▶ **Task inputs**
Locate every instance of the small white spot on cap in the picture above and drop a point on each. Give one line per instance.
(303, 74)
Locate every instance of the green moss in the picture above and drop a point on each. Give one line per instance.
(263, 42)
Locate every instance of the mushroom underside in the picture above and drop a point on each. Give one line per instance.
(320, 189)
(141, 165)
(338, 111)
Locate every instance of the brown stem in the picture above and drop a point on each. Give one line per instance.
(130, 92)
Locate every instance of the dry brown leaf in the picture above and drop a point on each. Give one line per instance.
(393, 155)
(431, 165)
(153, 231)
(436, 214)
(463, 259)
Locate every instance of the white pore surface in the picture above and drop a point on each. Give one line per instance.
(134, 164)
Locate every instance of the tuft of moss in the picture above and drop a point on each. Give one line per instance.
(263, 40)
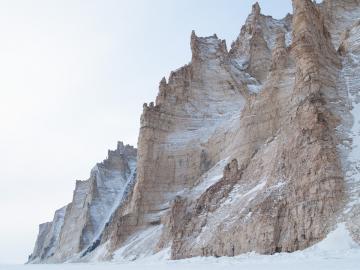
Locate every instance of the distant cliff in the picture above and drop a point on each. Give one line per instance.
(252, 148)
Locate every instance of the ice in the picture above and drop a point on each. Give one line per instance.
(336, 251)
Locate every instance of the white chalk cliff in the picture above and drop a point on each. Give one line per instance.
(252, 148)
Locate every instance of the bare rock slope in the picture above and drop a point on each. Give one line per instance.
(77, 228)
(249, 149)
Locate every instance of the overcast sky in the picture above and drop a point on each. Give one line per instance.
(74, 75)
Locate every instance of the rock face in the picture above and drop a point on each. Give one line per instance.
(251, 149)
(77, 228)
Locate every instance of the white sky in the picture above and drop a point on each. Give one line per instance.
(73, 77)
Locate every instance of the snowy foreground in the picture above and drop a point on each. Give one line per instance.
(337, 251)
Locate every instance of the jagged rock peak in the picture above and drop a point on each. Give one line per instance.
(256, 10)
(207, 47)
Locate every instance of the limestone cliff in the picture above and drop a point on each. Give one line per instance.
(249, 149)
(77, 228)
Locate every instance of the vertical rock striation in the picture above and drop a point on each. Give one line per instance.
(251, 149)
(77, 228)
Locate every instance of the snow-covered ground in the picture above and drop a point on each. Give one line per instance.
(337, 251)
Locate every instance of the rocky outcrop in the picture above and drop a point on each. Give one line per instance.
(251, 149)
(77, 228)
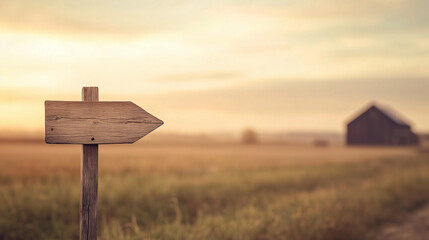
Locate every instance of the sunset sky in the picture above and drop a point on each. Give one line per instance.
(208, 66)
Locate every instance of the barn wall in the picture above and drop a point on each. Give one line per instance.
(371, 128)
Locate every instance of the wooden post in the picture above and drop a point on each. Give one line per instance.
(89, 179)
(89, 122)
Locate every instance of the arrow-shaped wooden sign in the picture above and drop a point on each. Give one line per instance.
(96, 122)
(90, 123)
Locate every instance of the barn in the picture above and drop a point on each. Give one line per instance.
(380, 126)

▶ **Assignment**
Write the listing out exactly, word for word, but omit the pictures.

▶ **Solution**
Locate every instance of the small white spot on cap in the picture above and drop a point on each. Give one line per instance.
(303, 74)
Locate every instance of the green moss in the picture above and drop a point on each. Give one line per instance.
(263, 42)
Locate every instance of the mushroom underside in the picture above and drop a point on each. Give one line per instance.
(320, 189)
(141, 165)
(338, 111)
Locate every instance of the brown stem in the picture above and drop a point on each. Give one line per instance.
(130, 92)
Locate every instance of the dry brown leaf in the picture above and drop a point on each. Give one line per instance.
(393, 155)
(431, 165)
(153, 231)
(436, 214)
(463, 259)
Locate every instance of the white pore surface in the picture above and drop a point on each. Give one line per instance.
(134, 164)
Locate every instance of the tuft of moss in the picture above and drop a point on each. Give one line per instance.
(263, 40)
Locate every instance of the distant cliff in the picture above and drop a point on each. Give one line per instance.
(252, 148)
Locate every instance of the ice in the picture above and drop a point on each. Give one line per instance.
(336, 251)
Locate every instance of the white chalk cliff in the picture above and drop a point on each. Give one line per instance.
(252, 148)
Locate every instance of the bare rock slope in the picture above and drop a point on each. Give one line per instance.
(77, 228)
(249, 149)
Locate every instance of the overcast sky in the picture above and drop a point on each. Give one line per instance.
(74, 75)
Locate every instance of the rock face in the picture above and drop a point on each. Give one line per instance.
(251, 149)
(77, 228)
Locate every instance of the white sky in the picture above and drop a point on each. Give one line per instance.
(73, 77)
Locate every instance of the snowy foreground in the picture above and drop a point on each. Give one line per instance.
(337, 251)
Locate every instance of the jagged rock peak in the picture above and drop a point on each. Give one line per instance.
(256, 10)
(207, 47)
Locate every instance of the limestone cliff in the picture above and drop a point on each. Give one line per instance.
(249, 149)
(77, 228)
Locate every instance of the vertical rock striation in the picture above and drop a point on each. Give one line per instance.
(251, 149)
(77, 228)
Locate every instance of the snow-covered ground in the picture above and drop a point on each. Give one line per instance.
(337, 251)
Locate every instance of the rocky outcrop in the picture above and drop a point on each. Give one line per instance.
(251, 149)
(77, 228)
Locate every instance of the sunset sky in the picture above and drop a point on each. Give one line per instance.
(208, 66)
Locate every instance of the barn wall in the picture above and drop a point on each. Give one line per instance.
(371, 128)
Locate every instance of the wooden post in the picture above and drop a point on each. Give one line per instance.
(89, 179)
(89, 122)
Locate every instance of the arrow-shaped wooden sign in the picture above and drop a point on each. Give one line per instance.
(96, 122)
(90, 123)
Locate every instance of the barn in the picture above and drop a point on each. Give one line per instance.
(380, 126)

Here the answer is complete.